=== Exercise prompt ===
There is a line below that contains "Provide a phrase". Please reproduce it and all following lines exactly, through the final one.
··········
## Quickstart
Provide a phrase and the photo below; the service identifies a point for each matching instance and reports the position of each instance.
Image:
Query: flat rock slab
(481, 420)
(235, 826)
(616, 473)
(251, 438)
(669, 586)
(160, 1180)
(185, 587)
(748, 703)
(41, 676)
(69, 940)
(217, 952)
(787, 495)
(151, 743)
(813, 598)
··········
=== Response area ===
Provide a phrase and the photo below; the service identifies a point for each matching instance and reports the position of each instance.
Image:
Query: flat rock slab
(481, 420)
(235, 826)
(616, 473)
(251, 438)
(669, 586)
(160, 1180)
(185, 587)
(748, 703)
(41, 676)
(69, 940)
(217, 952)
(787, 495)
(151, 743)
(813, 598)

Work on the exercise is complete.